# Simple Attack

In this notebook, we will examine perhaps the simplest possible attack on an individual's private data and what the OpenDP library can do to mitigate it.

## Loading the data

The vetting process is currently underway for the code in the OpenDP Library.
Any constructors that have not been vetted may still be accessed if you opt-in to "contrib".

In [105]:
import numpy as np
from opendp.mod import enable_features
enable_features('contrib')

We begin with loading up the data.

In [106]:
import os
data_path = os.path.join('.', 'data', 'pums_10000.csv')

with open(data_path) as input_file:
    col_names = input_file.readline().strip().split(',')
    data = input_file.read()

print(col_names)
print('\n'.join(data.split('\n')[:6]))

['sex', 'age', 'educ', 'income', 'married', 'race']
0,45,6,6000,1,1
1,41,8,13000,1,2
0,63,14,17810,1,1
1,71,15,3600,1,4
0,44,5,10000,0,1
1,49,1,0,0,4


The following code parse the data to get just a one vector of all the incomes.
More details on it can be found [here](https://github.com/opendp/opendp/blob/main/python/example/basic_data_analysis.ipynb).

In [107]:
from opendp.trans import make_split_dataframe, make_select_column, make_cast, make_impute_constant

income_preprocessor = (
    # Convert data into a dataframe where columns are of type Vec<str>
    make_split_dataframe(separator=",", col_names=col_names) >>
    # Selects a column of df, Vec<str>
    make_select_column(key="income", TOA=str)
)

# make a transformation that casts from a vector of strings to a vector of floats
cast_str_float = (
    # Cast Vec<str> to Vec<Option<floats>>
    make_cast(TIA=str, TOA=float) >>
    # Replace any elements that failed to parse with 0., emitting a Vec<int>
    make_impute_constant(0.)
)

# replace the previous preprocessor: extend it with the caster
income_preprocessor = income_preprocessor >> cast_str_float
incomes = income_preprocessor(data)

print(incomes[:7])

[6000.0, 13000.0, 17810.0, 3600.0, 10000.0, 0.0, 30530.0]


## A simple attack

Say there's an attacker who's target is the first person in our data (i.e. the first in the csv),
and so he intends to learn his income.

In [108]:
person_of_interest = incomes[0]
print('person of interest:\n\n{0}'.format(person_of_interest))

person of interest:

6000.0


Now consider the case that the attacker knows everything about the data, except for the person of interest's (POI) income, which is considered private.
They can back out the individual's income very easily, just from asking for the mean overall income.

In [109]:
# attacker information: he already knows everyone else's income, so he certainly compute the follwoing
known_mean = np.mean(incomes[1:])

EXCERPTED RECORDS
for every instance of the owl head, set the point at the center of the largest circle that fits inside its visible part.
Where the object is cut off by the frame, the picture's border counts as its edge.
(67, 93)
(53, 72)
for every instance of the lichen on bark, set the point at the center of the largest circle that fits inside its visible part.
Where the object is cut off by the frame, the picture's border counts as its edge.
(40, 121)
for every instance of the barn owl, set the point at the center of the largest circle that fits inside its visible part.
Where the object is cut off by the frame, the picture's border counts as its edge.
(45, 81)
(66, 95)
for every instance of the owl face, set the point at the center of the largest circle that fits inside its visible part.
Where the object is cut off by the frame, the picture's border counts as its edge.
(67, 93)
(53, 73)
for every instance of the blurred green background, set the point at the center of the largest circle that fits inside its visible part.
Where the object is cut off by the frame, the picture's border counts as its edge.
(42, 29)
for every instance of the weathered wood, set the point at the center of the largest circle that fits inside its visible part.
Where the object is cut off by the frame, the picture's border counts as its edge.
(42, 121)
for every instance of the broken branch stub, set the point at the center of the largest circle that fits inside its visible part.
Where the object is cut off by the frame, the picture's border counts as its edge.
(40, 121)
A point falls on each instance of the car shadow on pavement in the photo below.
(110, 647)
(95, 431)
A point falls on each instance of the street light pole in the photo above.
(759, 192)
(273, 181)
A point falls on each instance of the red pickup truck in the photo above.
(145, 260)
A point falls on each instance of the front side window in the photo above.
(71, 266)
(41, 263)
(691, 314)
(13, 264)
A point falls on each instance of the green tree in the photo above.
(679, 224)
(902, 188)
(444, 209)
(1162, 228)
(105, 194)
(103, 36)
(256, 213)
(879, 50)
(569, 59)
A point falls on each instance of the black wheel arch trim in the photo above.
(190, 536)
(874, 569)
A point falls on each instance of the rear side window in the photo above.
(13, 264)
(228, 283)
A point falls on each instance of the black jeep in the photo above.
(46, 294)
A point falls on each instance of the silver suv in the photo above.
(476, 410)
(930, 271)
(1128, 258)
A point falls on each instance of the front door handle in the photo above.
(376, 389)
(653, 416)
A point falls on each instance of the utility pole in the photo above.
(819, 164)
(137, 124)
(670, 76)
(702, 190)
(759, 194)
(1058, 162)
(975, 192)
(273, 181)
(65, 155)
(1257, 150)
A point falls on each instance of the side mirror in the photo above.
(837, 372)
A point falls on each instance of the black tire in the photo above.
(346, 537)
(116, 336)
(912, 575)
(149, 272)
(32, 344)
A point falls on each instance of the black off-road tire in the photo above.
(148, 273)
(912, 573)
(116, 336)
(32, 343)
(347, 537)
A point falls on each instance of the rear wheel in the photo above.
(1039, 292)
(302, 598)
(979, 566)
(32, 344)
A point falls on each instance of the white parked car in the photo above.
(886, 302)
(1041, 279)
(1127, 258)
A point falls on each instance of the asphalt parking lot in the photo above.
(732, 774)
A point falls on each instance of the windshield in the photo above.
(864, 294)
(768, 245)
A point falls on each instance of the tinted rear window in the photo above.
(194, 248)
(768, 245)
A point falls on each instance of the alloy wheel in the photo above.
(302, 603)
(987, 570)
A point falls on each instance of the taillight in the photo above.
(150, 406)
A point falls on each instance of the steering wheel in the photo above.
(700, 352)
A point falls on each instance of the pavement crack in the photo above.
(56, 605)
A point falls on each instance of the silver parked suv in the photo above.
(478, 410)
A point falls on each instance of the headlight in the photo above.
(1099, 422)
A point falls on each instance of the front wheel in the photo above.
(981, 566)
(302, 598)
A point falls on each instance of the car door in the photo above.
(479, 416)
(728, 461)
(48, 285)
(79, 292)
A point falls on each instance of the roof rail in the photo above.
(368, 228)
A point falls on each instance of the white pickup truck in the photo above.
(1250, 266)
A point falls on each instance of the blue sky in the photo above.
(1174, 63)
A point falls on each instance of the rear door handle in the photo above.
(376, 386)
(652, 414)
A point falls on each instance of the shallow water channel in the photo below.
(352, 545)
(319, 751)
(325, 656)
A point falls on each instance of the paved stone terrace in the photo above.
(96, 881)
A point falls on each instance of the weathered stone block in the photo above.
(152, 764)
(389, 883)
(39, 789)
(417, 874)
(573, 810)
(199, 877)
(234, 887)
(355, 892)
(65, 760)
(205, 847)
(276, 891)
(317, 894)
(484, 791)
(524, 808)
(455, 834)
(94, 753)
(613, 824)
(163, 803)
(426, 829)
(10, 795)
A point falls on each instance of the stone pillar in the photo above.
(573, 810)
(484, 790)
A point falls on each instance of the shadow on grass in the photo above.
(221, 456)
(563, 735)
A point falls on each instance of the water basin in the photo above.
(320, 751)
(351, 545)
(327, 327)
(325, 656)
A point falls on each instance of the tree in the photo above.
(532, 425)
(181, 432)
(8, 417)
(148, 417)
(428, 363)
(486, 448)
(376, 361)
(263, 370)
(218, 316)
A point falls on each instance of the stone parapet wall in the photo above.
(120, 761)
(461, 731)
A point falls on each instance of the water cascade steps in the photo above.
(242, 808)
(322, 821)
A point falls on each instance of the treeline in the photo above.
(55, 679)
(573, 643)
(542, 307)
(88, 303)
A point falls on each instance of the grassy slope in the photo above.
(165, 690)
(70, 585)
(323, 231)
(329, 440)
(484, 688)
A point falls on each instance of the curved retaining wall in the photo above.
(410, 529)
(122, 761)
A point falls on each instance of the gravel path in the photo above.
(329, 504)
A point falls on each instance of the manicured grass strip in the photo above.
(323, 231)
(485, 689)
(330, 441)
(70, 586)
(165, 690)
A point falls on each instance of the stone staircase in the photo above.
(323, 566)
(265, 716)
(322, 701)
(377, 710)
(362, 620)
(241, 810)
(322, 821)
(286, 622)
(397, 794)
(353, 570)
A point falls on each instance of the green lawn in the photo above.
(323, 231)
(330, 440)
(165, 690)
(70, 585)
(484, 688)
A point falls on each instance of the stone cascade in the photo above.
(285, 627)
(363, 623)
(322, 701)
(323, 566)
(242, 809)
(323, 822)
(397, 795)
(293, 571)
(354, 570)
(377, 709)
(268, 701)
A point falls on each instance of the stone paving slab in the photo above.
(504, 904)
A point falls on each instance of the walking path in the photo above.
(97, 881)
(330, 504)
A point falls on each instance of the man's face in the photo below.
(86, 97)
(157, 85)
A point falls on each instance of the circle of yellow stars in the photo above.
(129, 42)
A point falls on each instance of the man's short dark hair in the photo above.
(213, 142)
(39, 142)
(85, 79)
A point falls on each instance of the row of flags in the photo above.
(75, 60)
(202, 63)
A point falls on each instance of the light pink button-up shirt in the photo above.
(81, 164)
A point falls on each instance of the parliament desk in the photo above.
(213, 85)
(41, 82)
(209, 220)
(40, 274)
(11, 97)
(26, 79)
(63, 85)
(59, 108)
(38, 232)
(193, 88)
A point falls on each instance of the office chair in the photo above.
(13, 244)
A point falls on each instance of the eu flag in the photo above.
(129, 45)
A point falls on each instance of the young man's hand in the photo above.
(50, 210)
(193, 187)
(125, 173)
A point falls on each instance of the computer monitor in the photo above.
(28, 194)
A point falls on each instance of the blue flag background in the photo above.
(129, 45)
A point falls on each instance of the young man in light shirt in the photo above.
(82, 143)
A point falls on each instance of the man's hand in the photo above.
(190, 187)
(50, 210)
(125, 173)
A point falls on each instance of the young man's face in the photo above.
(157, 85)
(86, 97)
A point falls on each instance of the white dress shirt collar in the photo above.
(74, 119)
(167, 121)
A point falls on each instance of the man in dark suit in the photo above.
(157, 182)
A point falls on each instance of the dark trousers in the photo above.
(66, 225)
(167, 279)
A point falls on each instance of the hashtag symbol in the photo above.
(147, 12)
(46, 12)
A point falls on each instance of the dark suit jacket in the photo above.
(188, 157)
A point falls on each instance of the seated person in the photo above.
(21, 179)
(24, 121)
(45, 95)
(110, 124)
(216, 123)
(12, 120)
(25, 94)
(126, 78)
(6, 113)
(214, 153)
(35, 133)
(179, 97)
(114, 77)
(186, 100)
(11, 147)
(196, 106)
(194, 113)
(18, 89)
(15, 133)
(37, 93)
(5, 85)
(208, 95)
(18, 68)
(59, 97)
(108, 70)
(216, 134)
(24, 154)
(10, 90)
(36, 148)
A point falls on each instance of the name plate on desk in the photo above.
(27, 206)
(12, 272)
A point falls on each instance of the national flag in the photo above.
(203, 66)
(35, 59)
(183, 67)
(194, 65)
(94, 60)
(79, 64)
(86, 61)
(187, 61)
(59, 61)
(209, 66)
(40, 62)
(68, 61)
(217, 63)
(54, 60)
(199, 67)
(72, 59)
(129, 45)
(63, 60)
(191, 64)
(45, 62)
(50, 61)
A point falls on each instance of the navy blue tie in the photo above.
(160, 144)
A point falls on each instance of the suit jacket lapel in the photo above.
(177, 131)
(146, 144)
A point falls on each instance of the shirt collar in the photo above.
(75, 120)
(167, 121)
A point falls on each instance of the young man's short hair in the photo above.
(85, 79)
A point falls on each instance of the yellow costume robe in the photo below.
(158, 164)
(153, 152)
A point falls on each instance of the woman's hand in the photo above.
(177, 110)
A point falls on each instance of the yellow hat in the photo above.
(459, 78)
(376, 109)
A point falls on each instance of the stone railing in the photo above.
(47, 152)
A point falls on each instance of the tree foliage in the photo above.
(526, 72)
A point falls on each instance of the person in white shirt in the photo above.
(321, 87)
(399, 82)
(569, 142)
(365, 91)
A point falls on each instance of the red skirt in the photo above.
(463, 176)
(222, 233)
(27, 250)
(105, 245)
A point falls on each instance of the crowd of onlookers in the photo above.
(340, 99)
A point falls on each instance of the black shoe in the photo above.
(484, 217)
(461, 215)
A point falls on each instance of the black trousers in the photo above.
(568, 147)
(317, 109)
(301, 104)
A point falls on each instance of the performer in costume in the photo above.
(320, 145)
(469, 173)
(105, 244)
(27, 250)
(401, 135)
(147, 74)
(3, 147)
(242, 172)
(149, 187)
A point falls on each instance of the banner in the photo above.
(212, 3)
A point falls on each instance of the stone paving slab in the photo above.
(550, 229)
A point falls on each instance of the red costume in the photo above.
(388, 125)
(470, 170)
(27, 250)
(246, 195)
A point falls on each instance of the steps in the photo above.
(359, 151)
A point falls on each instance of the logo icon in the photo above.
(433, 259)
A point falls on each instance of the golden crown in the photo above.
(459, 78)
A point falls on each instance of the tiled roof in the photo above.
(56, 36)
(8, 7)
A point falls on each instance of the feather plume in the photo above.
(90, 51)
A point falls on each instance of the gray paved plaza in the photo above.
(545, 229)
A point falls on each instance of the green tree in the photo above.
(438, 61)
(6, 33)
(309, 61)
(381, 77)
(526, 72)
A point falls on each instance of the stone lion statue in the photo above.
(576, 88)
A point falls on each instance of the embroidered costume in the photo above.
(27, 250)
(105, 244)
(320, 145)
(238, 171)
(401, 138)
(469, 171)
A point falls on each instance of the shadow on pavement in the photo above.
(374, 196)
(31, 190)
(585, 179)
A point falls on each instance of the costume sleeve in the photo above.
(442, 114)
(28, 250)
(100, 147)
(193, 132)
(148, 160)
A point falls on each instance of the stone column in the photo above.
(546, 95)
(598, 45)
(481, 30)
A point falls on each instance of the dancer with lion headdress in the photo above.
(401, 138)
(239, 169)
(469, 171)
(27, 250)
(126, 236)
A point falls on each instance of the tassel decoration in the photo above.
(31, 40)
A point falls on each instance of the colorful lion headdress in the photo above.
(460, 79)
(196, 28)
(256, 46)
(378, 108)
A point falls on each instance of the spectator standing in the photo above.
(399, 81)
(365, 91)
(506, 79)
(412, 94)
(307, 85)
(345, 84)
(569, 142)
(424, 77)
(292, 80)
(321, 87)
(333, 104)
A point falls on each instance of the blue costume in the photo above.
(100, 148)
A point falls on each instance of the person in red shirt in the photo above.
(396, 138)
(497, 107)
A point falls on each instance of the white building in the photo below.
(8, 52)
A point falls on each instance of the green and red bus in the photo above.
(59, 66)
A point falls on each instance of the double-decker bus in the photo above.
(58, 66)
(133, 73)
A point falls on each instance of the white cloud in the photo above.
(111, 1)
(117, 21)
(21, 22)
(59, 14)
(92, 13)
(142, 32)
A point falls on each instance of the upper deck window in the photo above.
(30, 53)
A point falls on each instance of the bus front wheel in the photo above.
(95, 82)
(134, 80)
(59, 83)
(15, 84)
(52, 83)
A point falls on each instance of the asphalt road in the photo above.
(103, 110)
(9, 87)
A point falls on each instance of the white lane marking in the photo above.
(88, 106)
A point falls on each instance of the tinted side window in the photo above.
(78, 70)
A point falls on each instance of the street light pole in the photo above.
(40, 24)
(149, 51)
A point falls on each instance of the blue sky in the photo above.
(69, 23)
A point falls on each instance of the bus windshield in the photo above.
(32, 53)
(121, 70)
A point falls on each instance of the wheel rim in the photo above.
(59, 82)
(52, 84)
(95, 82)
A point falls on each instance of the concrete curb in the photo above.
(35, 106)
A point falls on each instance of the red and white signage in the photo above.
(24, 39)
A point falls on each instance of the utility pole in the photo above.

DIRECTION A
Report every line of the listing that contains the string "visible", copying each line in full.
DIRECTION B
Extend the notebook on the simple privacy attack and OpenDP, picking up right after its last line.

WRITTEN ANSWER A
for every instance of the owl head, set the point at the center of the largest circle that fits inside its visible part.
for every instance of the lichen on bark, set the point at the center of the largest circle that fits inside its visible part.
for every instance of the barn owl, set the point at the center of the largest circle that fits inside its visible part.
for every instance of the owl face, set the point at the center of the largest circle that fits inside its visible part.
for every instance of the blurred green background, set the point at the center of the largest circle that fits inside its visible part.
for every instance of the weathered wood, set the point at the center of the largest circle that fits inside its visible part.
for every instance of the broken branch stub, set the point at the center of the largest circle that fits inside its visible part.

WRITTEN ANSWER B
known_obs = len(incomes) - 1

# assume the attackers know legitimately the overall mean and number of people in the data...
overall_mean = np.mean(incomes)
n_obs = len(incomes)

# back out POI's income
poi_income = overall_mean * n_obs - known_obs * known_mean
print('poi_income: {0}'.format(poi_income))

poi_income: 6000.0


The attacker now knows with certainty that the POI has an income of \$6,000.


## Using OpenDP
Let's see what happens if the attacker were made to interact with the data through OpenDP and was given a privacy budget of $\epsilon = 1$.
We will assume that the attacker is reasonably familiar with differential privacy and believes that they should use tighter data bounds than they know are actually in the data in order to get a less noisy estimate.
They will need to update their `known_mean` accordingly.

In [111]:
from opendp.mod import binary_search_chain
from opendp.trans import make_clamp, make_bounded_sum, make_sized_bounded_mean, make_bounded_resize
from opendp.meas import make_base_geometric, make_base_laplace

enable_features("floating-point")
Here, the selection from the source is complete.